Goal of the exercise:
Find each line in the records below that contains the word "road" and copy every such line.

Material shown:
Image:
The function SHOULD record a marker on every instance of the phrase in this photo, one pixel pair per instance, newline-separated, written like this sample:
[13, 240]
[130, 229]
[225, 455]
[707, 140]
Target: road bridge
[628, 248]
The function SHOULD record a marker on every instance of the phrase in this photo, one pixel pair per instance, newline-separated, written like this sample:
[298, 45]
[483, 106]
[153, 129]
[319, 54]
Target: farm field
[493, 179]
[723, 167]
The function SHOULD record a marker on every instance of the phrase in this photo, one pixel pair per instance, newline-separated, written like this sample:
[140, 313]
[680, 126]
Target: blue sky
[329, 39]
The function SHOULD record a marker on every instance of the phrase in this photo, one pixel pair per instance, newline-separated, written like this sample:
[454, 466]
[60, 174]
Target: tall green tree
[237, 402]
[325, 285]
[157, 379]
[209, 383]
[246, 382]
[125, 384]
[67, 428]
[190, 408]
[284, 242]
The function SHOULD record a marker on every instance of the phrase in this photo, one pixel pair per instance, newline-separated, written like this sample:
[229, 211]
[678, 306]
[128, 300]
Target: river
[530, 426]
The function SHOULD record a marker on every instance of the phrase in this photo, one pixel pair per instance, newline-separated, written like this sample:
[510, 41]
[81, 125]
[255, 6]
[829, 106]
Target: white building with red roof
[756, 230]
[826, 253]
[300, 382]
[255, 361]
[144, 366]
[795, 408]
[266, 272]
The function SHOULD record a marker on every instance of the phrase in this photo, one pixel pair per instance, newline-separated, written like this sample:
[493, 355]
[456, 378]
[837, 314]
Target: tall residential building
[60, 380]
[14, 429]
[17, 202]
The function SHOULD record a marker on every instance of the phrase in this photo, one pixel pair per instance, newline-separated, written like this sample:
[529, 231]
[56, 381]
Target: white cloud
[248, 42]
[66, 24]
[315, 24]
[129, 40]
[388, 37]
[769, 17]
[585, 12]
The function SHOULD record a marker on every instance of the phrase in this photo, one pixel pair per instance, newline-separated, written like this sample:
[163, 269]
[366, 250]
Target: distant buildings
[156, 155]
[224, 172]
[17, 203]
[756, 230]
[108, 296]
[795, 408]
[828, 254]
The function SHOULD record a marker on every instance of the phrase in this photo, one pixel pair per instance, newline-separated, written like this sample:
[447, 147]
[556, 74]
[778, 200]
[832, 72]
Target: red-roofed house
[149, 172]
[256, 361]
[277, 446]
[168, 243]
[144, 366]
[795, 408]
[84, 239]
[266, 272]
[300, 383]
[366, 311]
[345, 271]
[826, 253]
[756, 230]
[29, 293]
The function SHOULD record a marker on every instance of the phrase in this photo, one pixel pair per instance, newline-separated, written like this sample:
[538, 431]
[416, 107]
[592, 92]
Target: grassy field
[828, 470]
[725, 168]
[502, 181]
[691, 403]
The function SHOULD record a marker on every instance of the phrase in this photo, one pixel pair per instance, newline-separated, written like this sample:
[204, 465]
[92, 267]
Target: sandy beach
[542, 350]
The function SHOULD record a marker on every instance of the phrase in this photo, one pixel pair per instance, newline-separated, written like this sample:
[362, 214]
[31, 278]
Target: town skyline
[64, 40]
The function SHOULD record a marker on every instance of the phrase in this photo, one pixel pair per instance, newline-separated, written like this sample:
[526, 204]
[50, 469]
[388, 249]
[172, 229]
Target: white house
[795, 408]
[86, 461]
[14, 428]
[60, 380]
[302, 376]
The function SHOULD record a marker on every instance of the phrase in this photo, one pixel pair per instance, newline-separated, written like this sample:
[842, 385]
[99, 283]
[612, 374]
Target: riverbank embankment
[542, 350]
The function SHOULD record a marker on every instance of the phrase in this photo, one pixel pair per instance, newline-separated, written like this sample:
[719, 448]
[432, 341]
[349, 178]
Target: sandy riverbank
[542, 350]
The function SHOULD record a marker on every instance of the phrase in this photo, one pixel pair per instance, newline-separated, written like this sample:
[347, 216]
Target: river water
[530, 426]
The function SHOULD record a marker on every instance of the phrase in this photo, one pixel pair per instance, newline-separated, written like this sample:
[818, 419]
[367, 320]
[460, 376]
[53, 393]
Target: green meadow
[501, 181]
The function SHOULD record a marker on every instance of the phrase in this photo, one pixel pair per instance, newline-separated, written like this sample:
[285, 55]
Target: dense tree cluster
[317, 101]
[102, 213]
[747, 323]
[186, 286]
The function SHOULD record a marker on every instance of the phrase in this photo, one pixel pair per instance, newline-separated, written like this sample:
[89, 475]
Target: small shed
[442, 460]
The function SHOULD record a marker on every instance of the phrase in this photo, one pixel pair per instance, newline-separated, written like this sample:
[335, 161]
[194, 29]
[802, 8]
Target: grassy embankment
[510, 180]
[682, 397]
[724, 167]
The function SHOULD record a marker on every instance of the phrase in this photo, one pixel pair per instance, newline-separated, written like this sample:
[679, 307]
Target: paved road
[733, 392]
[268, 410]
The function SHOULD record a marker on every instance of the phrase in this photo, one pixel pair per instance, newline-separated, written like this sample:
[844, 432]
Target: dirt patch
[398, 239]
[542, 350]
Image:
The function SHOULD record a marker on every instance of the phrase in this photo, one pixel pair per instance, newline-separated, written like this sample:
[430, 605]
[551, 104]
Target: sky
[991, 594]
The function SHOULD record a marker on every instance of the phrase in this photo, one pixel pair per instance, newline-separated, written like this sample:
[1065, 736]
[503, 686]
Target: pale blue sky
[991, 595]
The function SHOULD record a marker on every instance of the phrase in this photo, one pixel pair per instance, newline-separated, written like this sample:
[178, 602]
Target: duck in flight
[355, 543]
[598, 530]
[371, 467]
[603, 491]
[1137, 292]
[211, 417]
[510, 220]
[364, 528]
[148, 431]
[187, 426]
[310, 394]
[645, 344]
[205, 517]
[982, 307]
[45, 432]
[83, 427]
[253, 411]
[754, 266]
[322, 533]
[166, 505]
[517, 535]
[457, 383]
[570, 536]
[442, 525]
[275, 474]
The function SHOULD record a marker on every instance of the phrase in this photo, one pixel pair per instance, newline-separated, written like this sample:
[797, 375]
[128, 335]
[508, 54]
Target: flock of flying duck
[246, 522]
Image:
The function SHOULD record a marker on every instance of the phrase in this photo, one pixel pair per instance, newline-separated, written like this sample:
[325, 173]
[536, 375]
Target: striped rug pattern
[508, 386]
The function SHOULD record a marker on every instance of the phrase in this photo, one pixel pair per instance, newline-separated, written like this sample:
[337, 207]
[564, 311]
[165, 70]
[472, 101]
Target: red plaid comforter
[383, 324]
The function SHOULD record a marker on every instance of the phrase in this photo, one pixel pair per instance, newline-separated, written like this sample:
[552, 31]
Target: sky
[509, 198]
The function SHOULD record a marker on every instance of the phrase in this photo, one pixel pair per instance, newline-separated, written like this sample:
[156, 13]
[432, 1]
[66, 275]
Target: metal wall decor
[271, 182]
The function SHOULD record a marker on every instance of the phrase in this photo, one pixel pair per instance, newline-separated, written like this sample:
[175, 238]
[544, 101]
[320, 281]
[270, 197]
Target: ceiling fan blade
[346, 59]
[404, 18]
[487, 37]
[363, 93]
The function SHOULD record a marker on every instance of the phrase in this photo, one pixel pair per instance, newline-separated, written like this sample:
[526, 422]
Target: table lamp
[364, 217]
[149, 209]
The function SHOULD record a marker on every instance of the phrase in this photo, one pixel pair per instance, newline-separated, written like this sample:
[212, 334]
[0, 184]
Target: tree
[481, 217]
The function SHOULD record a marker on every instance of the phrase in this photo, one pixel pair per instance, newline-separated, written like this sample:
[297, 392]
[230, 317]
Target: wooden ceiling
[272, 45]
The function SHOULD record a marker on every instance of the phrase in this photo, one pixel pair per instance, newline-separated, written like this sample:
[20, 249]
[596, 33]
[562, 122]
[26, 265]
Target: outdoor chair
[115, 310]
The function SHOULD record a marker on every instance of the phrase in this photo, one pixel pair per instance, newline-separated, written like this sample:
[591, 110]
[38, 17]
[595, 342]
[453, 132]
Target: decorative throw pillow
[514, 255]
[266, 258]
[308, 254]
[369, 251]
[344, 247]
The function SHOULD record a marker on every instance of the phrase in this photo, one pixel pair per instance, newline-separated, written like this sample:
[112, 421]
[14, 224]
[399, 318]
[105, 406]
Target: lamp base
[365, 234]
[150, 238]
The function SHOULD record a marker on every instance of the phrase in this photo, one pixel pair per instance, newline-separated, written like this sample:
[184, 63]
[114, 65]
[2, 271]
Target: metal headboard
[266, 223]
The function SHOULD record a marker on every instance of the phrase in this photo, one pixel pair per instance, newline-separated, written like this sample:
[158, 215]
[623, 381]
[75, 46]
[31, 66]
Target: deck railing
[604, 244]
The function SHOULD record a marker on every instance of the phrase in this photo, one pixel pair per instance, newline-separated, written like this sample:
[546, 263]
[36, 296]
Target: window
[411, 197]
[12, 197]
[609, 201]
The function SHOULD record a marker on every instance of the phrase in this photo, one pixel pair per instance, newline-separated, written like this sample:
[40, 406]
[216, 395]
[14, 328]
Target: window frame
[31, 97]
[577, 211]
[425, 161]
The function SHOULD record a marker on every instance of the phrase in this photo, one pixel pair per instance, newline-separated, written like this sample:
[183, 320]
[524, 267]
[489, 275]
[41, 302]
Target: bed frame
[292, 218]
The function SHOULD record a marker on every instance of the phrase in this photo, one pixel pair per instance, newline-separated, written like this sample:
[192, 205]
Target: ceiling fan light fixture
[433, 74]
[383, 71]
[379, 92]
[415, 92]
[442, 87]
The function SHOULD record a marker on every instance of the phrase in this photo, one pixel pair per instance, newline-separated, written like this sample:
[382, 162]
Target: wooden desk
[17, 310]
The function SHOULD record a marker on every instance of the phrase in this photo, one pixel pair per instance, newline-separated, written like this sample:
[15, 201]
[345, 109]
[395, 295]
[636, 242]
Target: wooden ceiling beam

Solution to the exercise:
Target: road bridge
Target: paved road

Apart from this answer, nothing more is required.